• [Consegna]
Rispondi alle seguenti domande sul testo da analizzare.
1. Di quale nazionalità è padre José Manuel Torres?
2. Quale compito svolgeva Anthony in parrocchia?
3. Da quale giorno i sindacati appresteranno un presidio sotto il Ministero del lavoro e dello sviluppo economico?

• [Testo da analizzare]
::::::::::
Mons. Reali conclude con una preghiera “perché questa gente non perda la speranza e trovi la giusta accoglienza”.
Il parroco di Santa Lucia, dove partirà la marcia silenziosa. “Siamo dispiaciuti e preoccupati”.
“Chiediamo che non vengano trattati come bestiame”,
afferma al Sir il parroco di Santa Lucia padre José Manuel Torres, messicano, dei Servi di Gesù, che ospiterà l’inizio della marcia sul piazzale antistante l’antica sede parrocchiale, a pochi passi dalla scuola elementare dove studiavano alcuni bambini del Cara, “strappati all’improvviso dal percorso che avevano iniziato”. “Con la marcia pacifica vogliamo esprimere solidarietà a questi poveri ragazzi. Non sappiamo dove andranno a finire almeno 200 persone. Hanno voluto sgomberare il centro velocemente in modo un po’ misterioso: basti pensare che l’autista del pullman nemmeno sapeva dove doveva andare, forse in Basilicata”.
Un percorso di integrazione esemplare. Padre Torres conferma quanto il sindaco di Castelnuovo di Porto si sia impegnato nel cammino di promozione umana ed integrazione di molti giovani del Cara, coinvolgendoli in lavori socialmente utili, ad esempio nel Museo di arti e mestieri. “Il Comune stava dando un segnale forte di accoglienza e integrazione che contrasta con l’idea generale di cacciare i migranti”, afferma.
“Ci preoccupano molto gli effetti del decreto sicurezza su coloro che non hanno ottenuto lo status di rifugiati e hanno i permessi umanitari in scadenza. Dove andranno?”,
si chiede. Uno di loro, Anthony, nigeriano, faceva perfino il sagrestano in parrocchia. “Era bravissimo. È un dono che ci è stato tolto”. La parrocchia seguiva anche due donne, una del Kenya e l’altra nigeriana, che si stavano preparando al battesimo. “Ora dovranno andare via”, dice il parroco, ricordando anche i tanti bambini del Cara coinvolti nei centri estivi all’oratorio di san Gabriele, “anche musulmani”. “Per noi è stata una grande occasione di scambio tra culture – osserva – ma tra noi c’è anche gente un po’ chiusa che non vedeva di buon occhio questa situazione. La comunità è divisa: c’è chi è disposto all’accoglienza, chi è indifferente e chi invece rifiuta questa presenza”.
Ora alcuni parroci si stanno interrogando: “Almeno due si dicono disponibili ad accoglierli se c’è bisogno”.
C’è poi il grande problema degli operatori del centro che perderanno il posto di lavoro. “Si parla di 107/120 lavoratori di cui 40 della zona”, ricorda il parroco di Santa Lucia. La cooperativa Auxilium si sta chiedendo come ricollocare queste persone. Intanto i sindacati hanno deciso di dare battaglia e appresteranno un presidio sotto il Ministero del lavoro e dello sviluppo economico dal 24 gennaio.
::::::::::
• [Dati in ingresso]
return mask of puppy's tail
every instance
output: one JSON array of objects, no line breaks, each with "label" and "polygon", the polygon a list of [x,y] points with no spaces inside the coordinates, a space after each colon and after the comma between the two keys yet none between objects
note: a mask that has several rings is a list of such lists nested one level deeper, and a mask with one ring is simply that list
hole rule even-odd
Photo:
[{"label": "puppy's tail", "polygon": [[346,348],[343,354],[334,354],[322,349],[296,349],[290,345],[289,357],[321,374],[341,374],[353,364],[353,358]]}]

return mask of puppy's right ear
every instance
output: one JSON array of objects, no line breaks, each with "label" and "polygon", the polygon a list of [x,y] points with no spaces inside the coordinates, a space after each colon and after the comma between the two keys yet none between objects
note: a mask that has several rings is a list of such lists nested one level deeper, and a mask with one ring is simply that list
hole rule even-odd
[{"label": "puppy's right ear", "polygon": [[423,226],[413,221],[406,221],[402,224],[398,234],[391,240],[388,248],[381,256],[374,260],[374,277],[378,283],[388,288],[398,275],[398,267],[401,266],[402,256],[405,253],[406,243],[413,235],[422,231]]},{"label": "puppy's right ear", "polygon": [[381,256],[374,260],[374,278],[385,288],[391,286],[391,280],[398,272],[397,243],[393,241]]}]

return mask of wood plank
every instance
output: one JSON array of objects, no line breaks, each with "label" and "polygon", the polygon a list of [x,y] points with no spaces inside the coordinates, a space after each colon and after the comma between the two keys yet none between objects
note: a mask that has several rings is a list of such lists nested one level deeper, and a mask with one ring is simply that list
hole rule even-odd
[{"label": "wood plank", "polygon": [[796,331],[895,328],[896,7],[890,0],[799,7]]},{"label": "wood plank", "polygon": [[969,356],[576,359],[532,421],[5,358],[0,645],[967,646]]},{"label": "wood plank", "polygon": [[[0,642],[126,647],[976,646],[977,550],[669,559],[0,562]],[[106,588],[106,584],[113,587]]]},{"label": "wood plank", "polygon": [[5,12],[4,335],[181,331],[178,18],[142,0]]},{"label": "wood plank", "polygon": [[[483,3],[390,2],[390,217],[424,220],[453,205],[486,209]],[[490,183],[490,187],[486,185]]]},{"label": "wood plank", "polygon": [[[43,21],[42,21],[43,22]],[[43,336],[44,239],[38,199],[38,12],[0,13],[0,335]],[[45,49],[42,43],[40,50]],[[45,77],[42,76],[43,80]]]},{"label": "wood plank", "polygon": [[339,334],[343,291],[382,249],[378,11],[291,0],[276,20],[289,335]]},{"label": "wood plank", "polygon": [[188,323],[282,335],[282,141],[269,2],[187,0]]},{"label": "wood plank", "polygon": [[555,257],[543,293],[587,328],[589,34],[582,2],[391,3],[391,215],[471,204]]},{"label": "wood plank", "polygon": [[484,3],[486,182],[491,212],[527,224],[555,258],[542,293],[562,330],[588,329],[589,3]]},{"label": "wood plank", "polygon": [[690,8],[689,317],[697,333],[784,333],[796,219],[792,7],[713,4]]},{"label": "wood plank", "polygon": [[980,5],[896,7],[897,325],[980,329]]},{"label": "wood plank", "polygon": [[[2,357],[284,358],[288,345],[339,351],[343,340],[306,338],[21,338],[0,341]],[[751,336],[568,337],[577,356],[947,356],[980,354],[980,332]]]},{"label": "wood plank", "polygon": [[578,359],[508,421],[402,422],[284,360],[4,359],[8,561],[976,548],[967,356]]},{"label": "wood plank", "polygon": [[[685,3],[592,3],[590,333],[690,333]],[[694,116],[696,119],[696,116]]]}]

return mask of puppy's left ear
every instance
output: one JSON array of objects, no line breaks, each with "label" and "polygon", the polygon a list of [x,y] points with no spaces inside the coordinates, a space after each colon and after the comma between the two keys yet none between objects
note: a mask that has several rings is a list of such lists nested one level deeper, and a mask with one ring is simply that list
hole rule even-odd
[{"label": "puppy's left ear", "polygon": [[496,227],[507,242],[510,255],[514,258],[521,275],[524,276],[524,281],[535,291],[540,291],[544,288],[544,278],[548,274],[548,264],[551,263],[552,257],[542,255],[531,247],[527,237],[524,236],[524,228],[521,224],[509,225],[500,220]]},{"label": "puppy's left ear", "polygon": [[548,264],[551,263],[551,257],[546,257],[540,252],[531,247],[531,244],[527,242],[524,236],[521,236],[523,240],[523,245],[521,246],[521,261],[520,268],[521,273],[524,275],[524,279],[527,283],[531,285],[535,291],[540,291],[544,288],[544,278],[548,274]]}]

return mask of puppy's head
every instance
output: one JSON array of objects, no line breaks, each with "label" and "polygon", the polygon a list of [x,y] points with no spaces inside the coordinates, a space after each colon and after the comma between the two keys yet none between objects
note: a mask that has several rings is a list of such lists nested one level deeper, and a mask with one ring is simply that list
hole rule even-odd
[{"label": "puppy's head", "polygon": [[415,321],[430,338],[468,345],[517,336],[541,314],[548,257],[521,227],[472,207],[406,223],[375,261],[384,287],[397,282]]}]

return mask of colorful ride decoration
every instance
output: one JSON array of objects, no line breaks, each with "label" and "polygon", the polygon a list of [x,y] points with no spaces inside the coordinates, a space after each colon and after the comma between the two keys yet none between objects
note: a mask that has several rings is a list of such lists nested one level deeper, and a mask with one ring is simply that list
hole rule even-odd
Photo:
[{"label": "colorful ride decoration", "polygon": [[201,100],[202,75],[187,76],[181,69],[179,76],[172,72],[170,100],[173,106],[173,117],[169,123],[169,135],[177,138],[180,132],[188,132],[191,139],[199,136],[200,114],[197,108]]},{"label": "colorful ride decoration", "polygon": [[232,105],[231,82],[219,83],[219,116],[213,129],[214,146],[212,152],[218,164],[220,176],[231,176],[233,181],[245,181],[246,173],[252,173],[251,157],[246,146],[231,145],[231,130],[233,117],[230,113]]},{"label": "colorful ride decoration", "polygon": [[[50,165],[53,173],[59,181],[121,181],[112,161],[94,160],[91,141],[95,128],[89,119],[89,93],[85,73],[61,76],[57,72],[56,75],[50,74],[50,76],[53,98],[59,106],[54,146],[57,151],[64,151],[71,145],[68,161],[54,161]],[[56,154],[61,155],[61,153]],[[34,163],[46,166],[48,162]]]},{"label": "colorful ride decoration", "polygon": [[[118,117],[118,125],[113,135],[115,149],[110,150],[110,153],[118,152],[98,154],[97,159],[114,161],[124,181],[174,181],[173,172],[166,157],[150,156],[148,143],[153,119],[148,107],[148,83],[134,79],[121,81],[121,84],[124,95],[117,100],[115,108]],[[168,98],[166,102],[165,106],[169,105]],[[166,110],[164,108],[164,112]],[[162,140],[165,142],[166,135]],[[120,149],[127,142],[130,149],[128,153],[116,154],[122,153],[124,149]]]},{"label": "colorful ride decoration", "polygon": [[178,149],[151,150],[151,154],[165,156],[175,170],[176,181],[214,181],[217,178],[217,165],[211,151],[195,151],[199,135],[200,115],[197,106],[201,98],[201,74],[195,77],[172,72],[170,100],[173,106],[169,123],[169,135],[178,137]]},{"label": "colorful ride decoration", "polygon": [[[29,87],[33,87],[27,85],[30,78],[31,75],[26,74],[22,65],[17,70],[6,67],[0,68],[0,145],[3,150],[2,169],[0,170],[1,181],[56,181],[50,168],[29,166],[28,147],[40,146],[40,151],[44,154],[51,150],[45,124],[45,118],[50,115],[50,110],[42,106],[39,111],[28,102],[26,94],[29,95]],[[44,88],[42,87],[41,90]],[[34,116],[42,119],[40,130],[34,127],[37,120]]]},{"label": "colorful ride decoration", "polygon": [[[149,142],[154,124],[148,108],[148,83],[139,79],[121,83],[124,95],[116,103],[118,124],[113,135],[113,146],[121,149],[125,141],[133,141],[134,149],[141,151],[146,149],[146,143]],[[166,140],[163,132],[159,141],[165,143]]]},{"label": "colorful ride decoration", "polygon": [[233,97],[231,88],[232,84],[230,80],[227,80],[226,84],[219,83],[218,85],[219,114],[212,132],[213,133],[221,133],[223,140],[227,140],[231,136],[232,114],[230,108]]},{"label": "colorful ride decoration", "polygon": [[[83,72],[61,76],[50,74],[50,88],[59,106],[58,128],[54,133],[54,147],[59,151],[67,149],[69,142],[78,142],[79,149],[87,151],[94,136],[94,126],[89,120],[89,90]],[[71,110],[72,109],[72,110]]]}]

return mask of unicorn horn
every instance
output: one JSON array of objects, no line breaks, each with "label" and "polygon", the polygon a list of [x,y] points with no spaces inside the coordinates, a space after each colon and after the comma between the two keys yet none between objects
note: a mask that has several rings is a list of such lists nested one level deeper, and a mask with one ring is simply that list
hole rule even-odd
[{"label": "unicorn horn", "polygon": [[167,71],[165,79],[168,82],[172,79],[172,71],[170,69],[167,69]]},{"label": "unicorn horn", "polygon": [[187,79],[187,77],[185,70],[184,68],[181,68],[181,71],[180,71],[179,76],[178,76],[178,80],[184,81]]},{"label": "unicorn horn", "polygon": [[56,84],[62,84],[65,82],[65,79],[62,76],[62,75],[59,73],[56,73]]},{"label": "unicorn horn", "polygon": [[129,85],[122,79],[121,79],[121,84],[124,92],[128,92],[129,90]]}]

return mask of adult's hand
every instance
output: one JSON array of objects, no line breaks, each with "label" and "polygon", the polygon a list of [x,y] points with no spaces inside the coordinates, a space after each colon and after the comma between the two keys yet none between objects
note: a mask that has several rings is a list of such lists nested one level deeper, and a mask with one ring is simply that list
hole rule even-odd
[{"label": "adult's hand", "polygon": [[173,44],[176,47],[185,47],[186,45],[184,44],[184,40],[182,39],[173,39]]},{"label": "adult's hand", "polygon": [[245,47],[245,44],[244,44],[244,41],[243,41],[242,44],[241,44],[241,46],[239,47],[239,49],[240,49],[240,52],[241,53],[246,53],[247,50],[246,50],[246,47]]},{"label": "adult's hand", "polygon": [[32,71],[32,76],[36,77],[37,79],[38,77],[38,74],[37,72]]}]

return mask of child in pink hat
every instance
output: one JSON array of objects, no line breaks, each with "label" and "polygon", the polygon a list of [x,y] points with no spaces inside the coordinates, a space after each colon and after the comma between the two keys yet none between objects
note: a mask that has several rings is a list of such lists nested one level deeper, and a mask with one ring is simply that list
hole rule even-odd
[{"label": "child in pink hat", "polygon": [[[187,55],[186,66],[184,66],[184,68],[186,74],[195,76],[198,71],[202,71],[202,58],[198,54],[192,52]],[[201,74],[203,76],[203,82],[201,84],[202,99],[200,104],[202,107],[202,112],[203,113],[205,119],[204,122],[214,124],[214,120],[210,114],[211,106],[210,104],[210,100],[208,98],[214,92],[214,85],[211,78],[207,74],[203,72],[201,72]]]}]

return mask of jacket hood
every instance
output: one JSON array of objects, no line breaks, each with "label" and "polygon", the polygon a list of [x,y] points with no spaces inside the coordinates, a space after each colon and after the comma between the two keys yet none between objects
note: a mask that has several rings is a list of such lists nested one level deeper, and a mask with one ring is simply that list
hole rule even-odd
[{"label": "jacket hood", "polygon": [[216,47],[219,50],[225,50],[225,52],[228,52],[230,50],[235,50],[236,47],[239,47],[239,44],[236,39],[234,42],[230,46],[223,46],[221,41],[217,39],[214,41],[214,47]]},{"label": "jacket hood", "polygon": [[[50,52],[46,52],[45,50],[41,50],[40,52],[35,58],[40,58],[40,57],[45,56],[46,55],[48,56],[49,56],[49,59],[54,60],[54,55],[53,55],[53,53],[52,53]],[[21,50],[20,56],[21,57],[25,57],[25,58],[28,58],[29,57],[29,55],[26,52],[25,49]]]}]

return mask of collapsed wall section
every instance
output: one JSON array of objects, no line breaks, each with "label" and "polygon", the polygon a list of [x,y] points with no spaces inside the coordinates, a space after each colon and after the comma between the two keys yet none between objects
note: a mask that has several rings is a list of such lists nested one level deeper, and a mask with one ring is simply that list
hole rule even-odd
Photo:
::::::::::
• [Svolgimento]
1. Messicana.
2. Faceva il sagrestano.
3. Dal 24 gennaio.